A verdade sobre o Doutor
Fausto
O grupo brasileiro Ói Nóis
Aqui Traveiz encena o Fausto de Goethe em Porto Alegre
Por
Friedrich Dieckmann para a revista alemã Theater Der Zeit
O prédio de um andar
dispõe de um pátio interno e de uma área livre na sua frente.
Nenhum desses espaços é deixado à margem pelo grupo, quando ele
encena um texto com o “Fausto” de Goethe, cuja dramaturgia
caracteristicamente pouco amarrada se opunha de tal maneira ao
conceito e à práxis do velho teatro de cenografias móveis, que ele
era considerado não-encenável durante a vida do poeta. Encena-se o
“Fausto” inteiro, do gabinete de estudos até os desfiladeiros, e
transforma-se a obra num todo teatral, na medida em que se descobre a
correspondência espacial da sua multiplicidade cênica, a dez mil
quilômetros de distância de Frankfurt e Weimar: a casa de
espetáculos, na qual o espectador (cada noite cabem apenas trinta
pessoas) vai de cena em cena com os atores, sobe escadas, anda
tateando por corredores, encontra a saída para fora.
Isso começa na rua,
na frente do portão, e o trânsito para diante da estranha visão:
uma turba de monges e monjas envoltos em capuzes entra da rua na casa
do espetáculo, que se encontra no fim de um caminho para pedestres.
Agitando os guizos no chapéu, a figura de um bobo entra no séquito
e oferece aos espectadores, que vão atrás, a mensagem de Nietzsche
sobre o “homem louco”. No fim do caminho todos se reencontram
como que numa velha cidade alemã; diante das portas de casas
pequenas aparecem homens e mulheres, vestidos com trajes medievais, e
olham com amabilidade distanciada para os convidados do tempo
presente. Estes, por sua vez, estacam diante de um teatro de bonecos,
onde se encena com marionetes graciosamente conduzidos uma nova peça,
a peça do Doutor Fausto. Tudo isso se apresenta na roupagem da
história, mas a impressão que fica não é a das imagens de
fantasia, como no palco ou no cinema; ela é afetada pela magia,
poderíamos falar no efeito de Vineta3.
Tem-se a impressão de entrar numa região mal-assombrada e a
imperfeição da reprodução, que lembra os livros de contos de
fadas ou as feiras Strietzel4,
reforça a impressão de um sonho, ao invés de diminuí-la.
Encena-se o Fausto
inteiro, mas não o texto inteiro nem todas as cenas. Há
acréscimos na forma de enxertos textuais e invenções de imagens; o
que falta já no início da peça é, além do Prólogo no Céu, o
prelúdio no teatro. O grupo não define o seu acesso à estória
através da aposta entre Deus e o diabo, mas através do teatro de
bonecos sobre a danação de Fausto; esse teatro é colocado no
início como uma interpretação sancionada do destino de Fausto,
seguindo-se então a encenação do texto de Goethe como a história
verdadeira, que é desmentida pela leitura oficial. Num país
basicamente católico ou, mais precisamente catolizado, o grupo
recapitula o olhar do próprio Goethe sobre a matéria, garantindo-se
assim um acesso novo e independente; ele encena Goethe para
contradizer a interpretação ideológica da estória. Isso esclarece
de forma incomum o caráter oposicionista da própria peça
canonizada.

**EXERCÍCIO PROPOSTO 1:**
Devolva, sem qualquer alteração, a parte do texto sobre o Fausto encenado em Porto Alegre que se abre com as palavras "Nenhum desses espaços" e se fecha com "saída para fora.".
**EXERCÍCIO PROPOSTO 2:**
Prossiga o texto sobre a montagem do Fausto pelo Ói Nóis Aqui Traveiz a partir da última frase apresentada.

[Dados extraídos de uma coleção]
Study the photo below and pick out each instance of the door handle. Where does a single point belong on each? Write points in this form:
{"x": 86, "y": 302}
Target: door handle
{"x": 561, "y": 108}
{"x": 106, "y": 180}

**RESPOSTA ESCRITA 1:**
Nenhum desses espaços é deixado à margem pelo grupo, quando ele
encena um texto com o “Fausto” de Goethe, cuja dramaturgia
caracteristicamente pouco amarrada se opunha de tal maneira ao
conceito e à práxis do velho teatro de cenografias móveis, que ele
era considerado não-encenável durante a vida do poeta. Encena-se o
“Fausto” inteiro, do gabinete de estudos até os desfiladeiros, e
transforma-se a obra num todo teatral, na medida em que se descobre a
correspondência espacial da sua multiplicidade cênica, a dez mil
quilômetros de distância de Frankfurt e Weimar: a casa de
espetáculos, na qual o espectador (cada noite cabem apenas trinta
pessoas) vai de cena em cena com os atores, sobe escadas, anda
tateando por corredores, encontra a saída para fora.

**RESPOSTA ESCRITA 2:**
A verdade sobre o
Doutor Fausto: o espectador, conduzido para o interior, experimenta-a
no gabinete de estudos, numa sala grande e pé direito baixo,
que se apresenta como gabinete de um erudito, decorado com a mobília
do fim do séc.XIX. Figurino e interior evocam não a época do
Fausto histórico, mas a representação, que o historicismo fazia
dela – e isso é parcialmente intencional, parcialmente o resultado
da improvisação. Como não foi possível arrumar livros de 1550,
coloca-se nas prateleiras livros de 1880, ocorrendo o mesmo com as
cadeiras e os tubos de ensaio. Dessa maneira apropriada (não se deve
esquecer que não se conhece uma Idade Média européia no sul do
Brasil, mas há, isso sim, o estilo burguês do século passado) essa
história do Fausto se passa simultaneamente no seu plano temporal
original e na neo-renascença de 1880 – eis uma interferência, que
é enriquecida constantemente com outros planos de alusões.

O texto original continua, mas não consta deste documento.